(Portion of a data file)

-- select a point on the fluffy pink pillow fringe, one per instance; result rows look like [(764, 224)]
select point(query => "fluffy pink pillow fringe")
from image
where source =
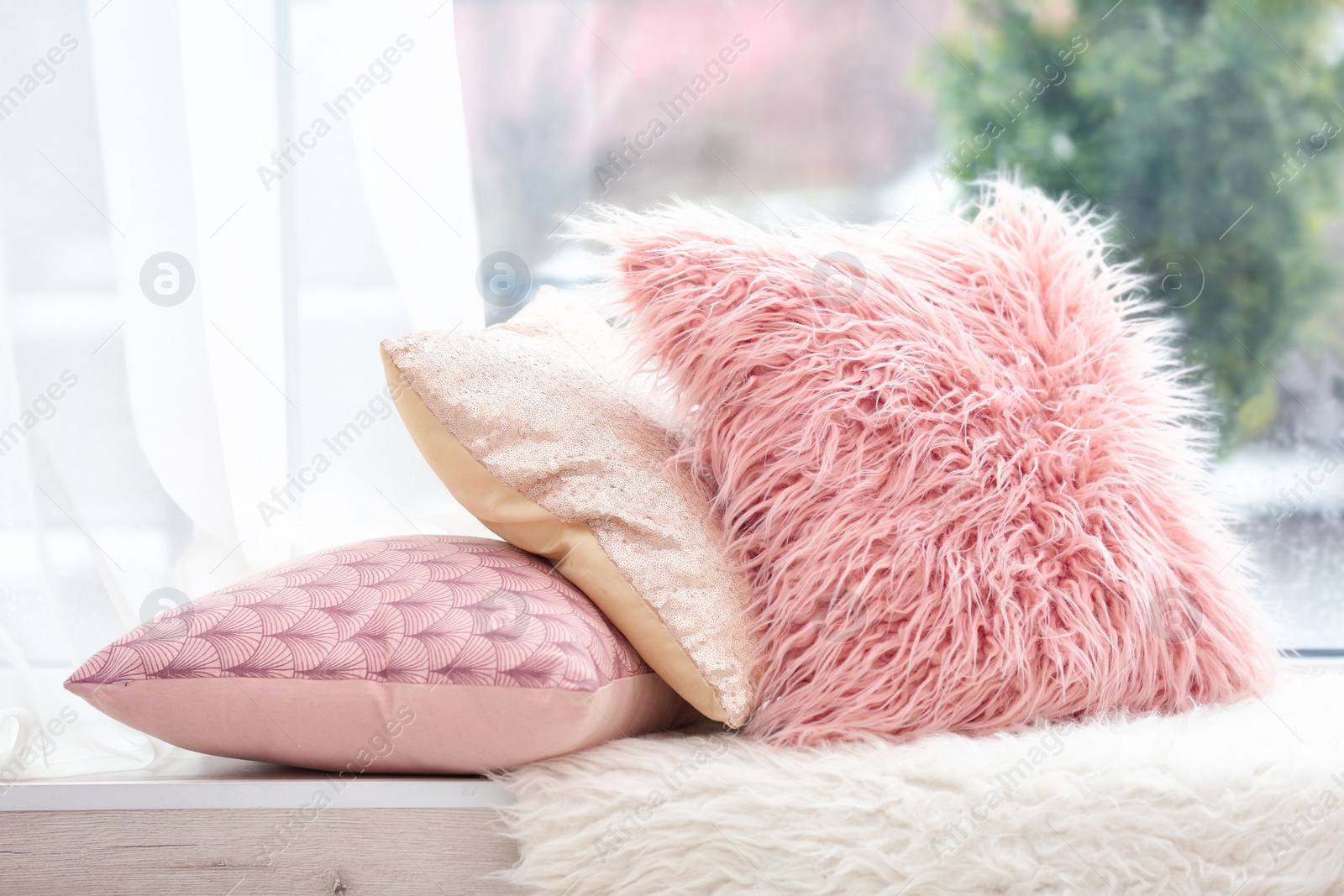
[(967, 497)]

» **What is required**:
Present every line of the records above as a Markdown table with the columns Row and Line. Number each line, skip blank lines, and leave the pictures out.

» **Answer to the exercise**:
| Row | Line |
|---|---|
| 1 | -- select a point on the fluffy pink pillow fringe, one per instance; result rows look like [(764, 224)] |
| 2 | select point(query => "fluffy pink pillow fringe") |
| 3 | from image |
| 4 | where source = |
| 5 | [(967, 497)] |